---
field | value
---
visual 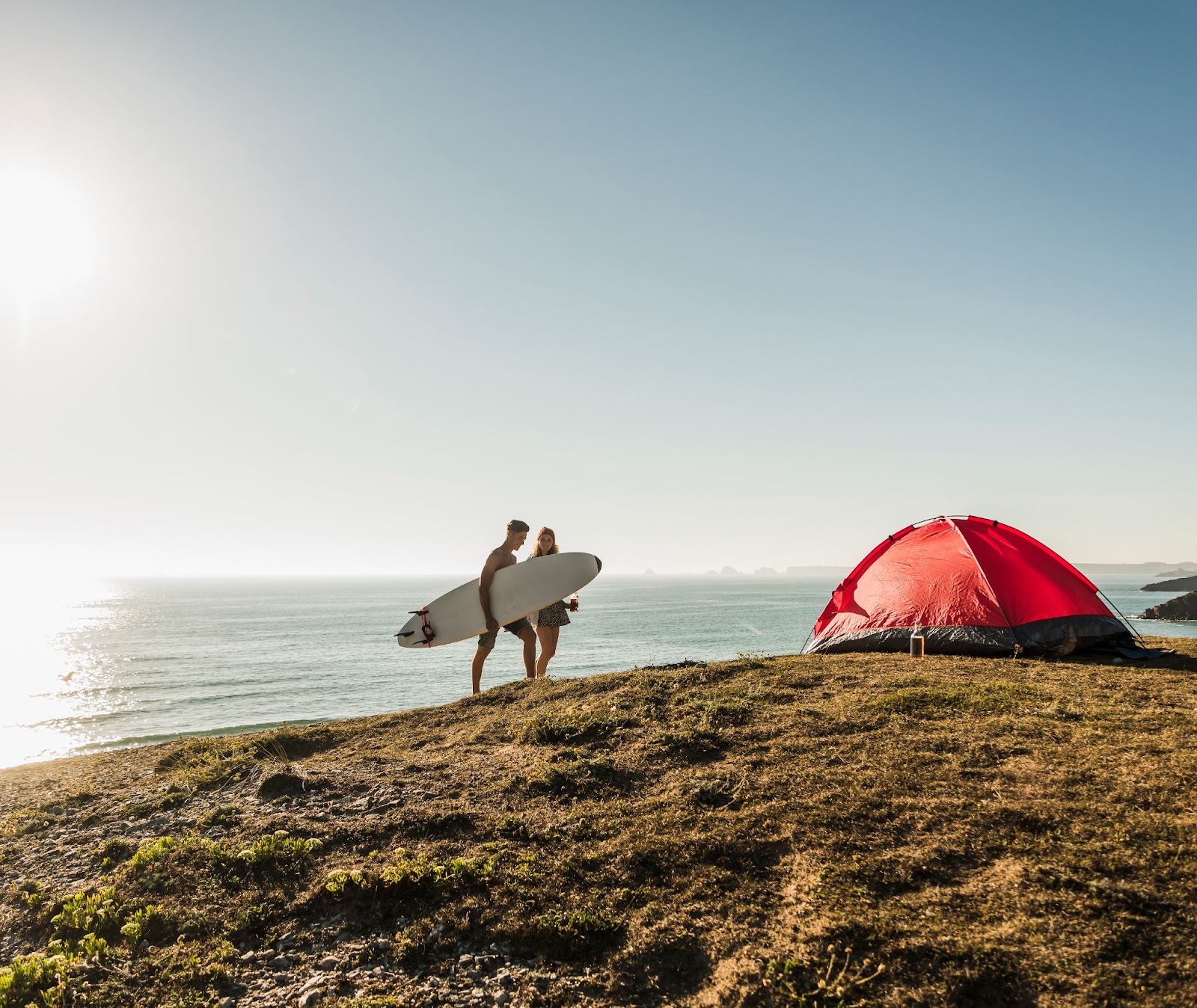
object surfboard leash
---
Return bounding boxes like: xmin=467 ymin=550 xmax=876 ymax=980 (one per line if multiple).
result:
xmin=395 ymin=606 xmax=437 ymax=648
...
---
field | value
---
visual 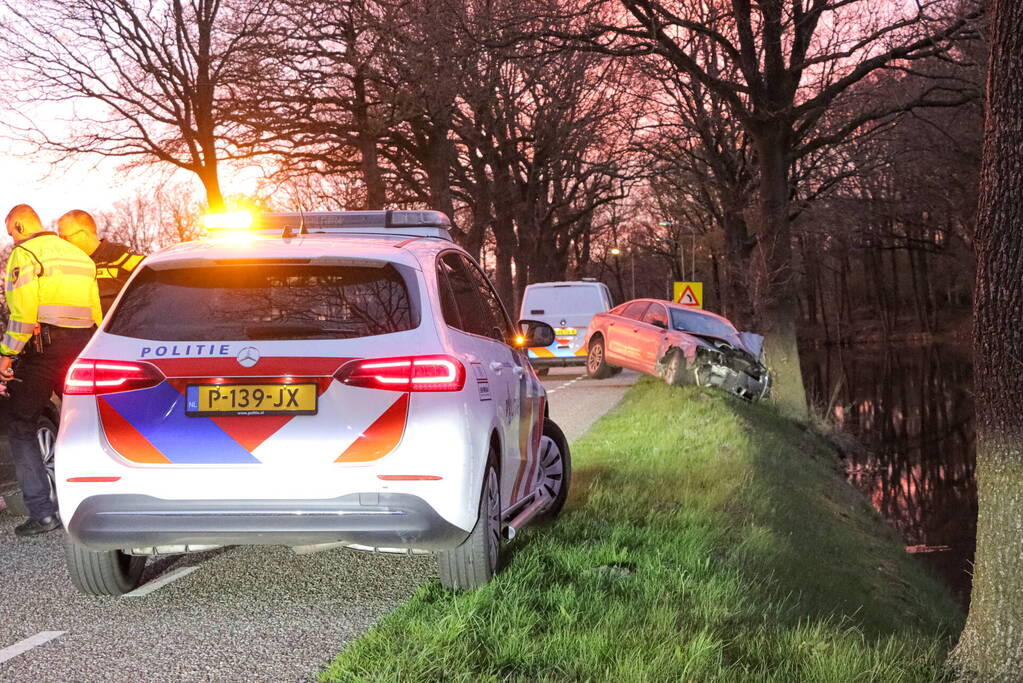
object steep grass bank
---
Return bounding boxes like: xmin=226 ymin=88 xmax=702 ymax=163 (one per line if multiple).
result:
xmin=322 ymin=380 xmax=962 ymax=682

# EXERCISE REQUIREMENTS
Return each line above that contains the string "bounding". The match is case-sensitive.

# WORKED SOLUTION
Return bounding boxes like: xmin=467 ymin=550 xmax=876 ymax=980 (one per line if multiple).
Return bounding boxes like: xmin=226 ymin=88 xmax=702 ymax=163 (one per line if multiple).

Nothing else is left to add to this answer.